THE TASK: Pick out every line of the material that contains the word "gymnasium" and copy each one in full. Match case exactly.

^^^^

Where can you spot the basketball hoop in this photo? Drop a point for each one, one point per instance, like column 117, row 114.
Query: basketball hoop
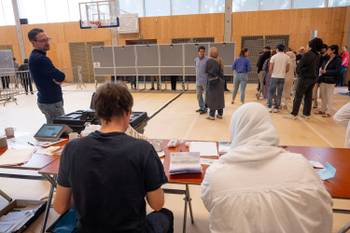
column 98, row 14
column 95, row 24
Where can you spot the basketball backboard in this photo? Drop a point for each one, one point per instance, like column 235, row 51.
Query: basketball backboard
column 97, row 15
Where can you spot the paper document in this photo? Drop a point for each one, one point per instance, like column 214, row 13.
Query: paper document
column 316, row 164
column 52, row 150
column 224, row 147
column 327, row 172
column 204, row 148
column 184, row 162
column 14, row 220
column 16, row 156
column 208, row 161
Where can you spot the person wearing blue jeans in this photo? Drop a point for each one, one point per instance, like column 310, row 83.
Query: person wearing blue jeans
column 200, row 90
column 240, row 81
column 278, row 68
column 242, row 67
column 201, row 79
column 46, row 76
column 276, row 85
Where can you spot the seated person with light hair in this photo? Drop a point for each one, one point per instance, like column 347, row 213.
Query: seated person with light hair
column 260, row 187
column 107, row 175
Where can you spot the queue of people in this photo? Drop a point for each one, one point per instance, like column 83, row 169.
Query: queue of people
column 306, row 76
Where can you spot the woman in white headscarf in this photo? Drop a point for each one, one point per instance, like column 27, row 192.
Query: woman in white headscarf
column 259, row 187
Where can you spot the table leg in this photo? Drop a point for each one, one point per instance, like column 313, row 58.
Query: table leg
column 49, row 200
column 185, row 216
column 189, row 199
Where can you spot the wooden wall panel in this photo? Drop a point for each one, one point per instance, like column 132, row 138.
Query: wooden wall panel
column 298, row 24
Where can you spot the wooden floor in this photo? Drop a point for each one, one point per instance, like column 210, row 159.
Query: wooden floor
column 177, row 120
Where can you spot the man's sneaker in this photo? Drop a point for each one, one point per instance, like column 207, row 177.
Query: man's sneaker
column 202, row 112
column 305, row 117
column 291, row 116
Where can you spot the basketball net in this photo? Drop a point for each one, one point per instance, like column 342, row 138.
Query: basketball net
column 95, row 24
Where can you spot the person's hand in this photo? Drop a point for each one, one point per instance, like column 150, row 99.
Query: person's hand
column 58, row 83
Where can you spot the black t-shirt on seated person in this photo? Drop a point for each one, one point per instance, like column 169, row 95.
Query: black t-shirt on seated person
column 110, row 174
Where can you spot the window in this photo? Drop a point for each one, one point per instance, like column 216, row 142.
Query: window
column 309, row 3
column 245, row 5
column 57, row 11
column 33, row 10
column 185, row 7
column 157, row 7
column 274, row 4
column 6, row 13
column 212, row 6
column 132, row 6
column 339, row 3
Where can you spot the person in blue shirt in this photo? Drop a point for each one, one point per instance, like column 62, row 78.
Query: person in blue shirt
column 241, row 67
column 46, row 76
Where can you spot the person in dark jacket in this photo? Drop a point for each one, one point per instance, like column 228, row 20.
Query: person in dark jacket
column 215, row 99
column 307, row 70
column 46, row 76
column 330, row 72
column 25, row 77
column 261, row 73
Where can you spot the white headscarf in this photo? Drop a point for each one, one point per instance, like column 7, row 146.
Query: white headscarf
column 253, row 135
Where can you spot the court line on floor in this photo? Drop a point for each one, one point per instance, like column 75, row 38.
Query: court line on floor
column 164, row 106
column 318, row 133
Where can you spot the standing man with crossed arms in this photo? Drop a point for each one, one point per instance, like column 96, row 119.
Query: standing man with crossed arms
column 46, row 76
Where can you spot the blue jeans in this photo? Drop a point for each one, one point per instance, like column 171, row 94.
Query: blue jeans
column 342, row 76
column 51, row 111
column 200, row 90
column 276, row 85
column 240, row 81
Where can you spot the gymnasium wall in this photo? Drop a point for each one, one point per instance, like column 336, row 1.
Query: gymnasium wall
column 297, row 23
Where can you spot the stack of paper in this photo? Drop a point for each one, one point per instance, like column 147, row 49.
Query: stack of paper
column 224, row 147
column 327, row 172
column 184, row 162
column 204, row 148
column 16, row 156
column 13, row 221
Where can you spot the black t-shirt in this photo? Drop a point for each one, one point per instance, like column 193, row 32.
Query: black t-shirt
column 110, row 174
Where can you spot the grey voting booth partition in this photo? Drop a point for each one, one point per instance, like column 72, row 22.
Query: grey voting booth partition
column 155, row 60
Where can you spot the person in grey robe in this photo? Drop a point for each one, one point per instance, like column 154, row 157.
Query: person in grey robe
column 215, row 99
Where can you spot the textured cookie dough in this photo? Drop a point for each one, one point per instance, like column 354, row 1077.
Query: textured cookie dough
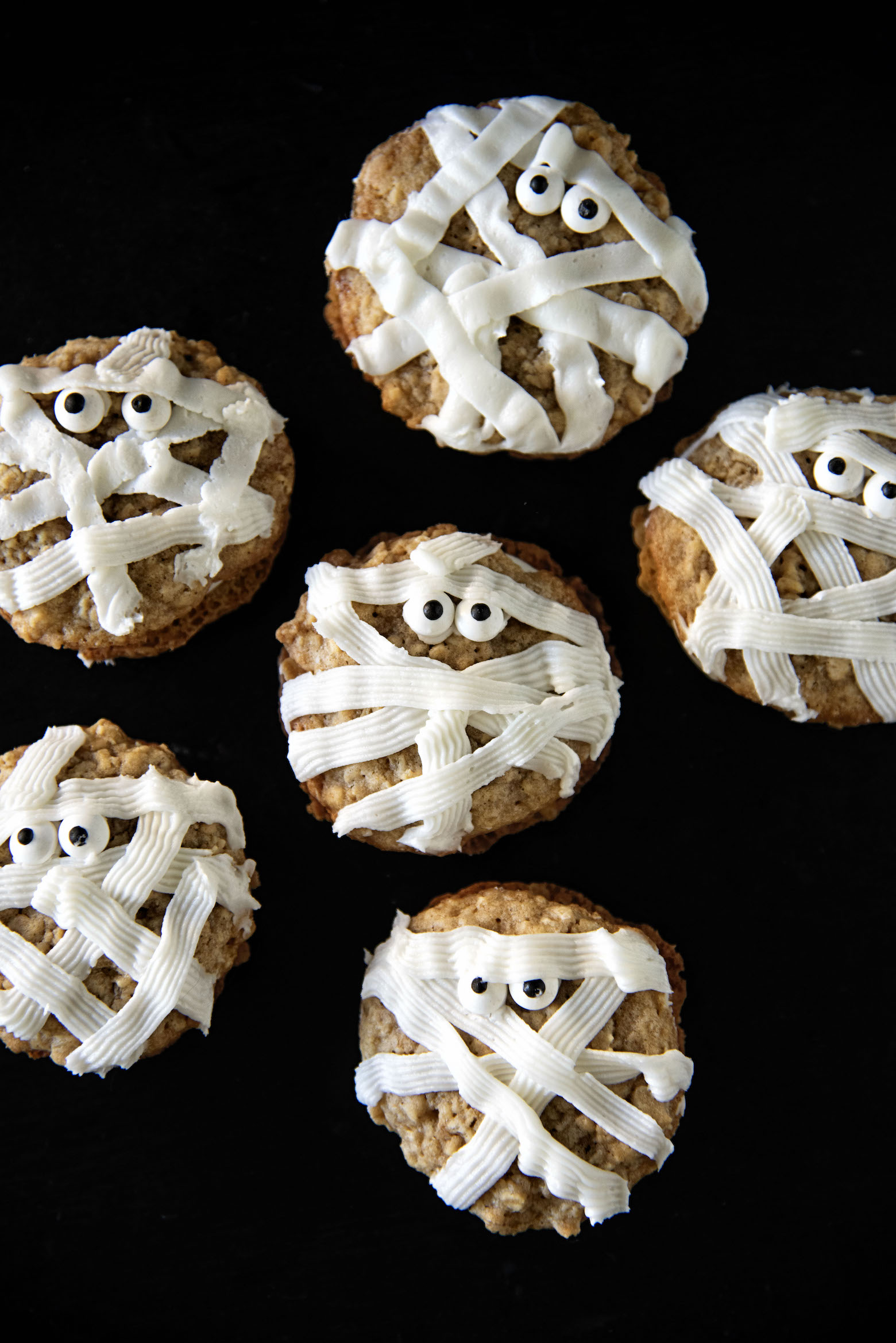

^^^^

TASK RESPONSE:
Where can you spot the gymnasium wall in this photo? Drop a point for each one, one point per instance, like column 336, row 1.
Query: gymnasium wall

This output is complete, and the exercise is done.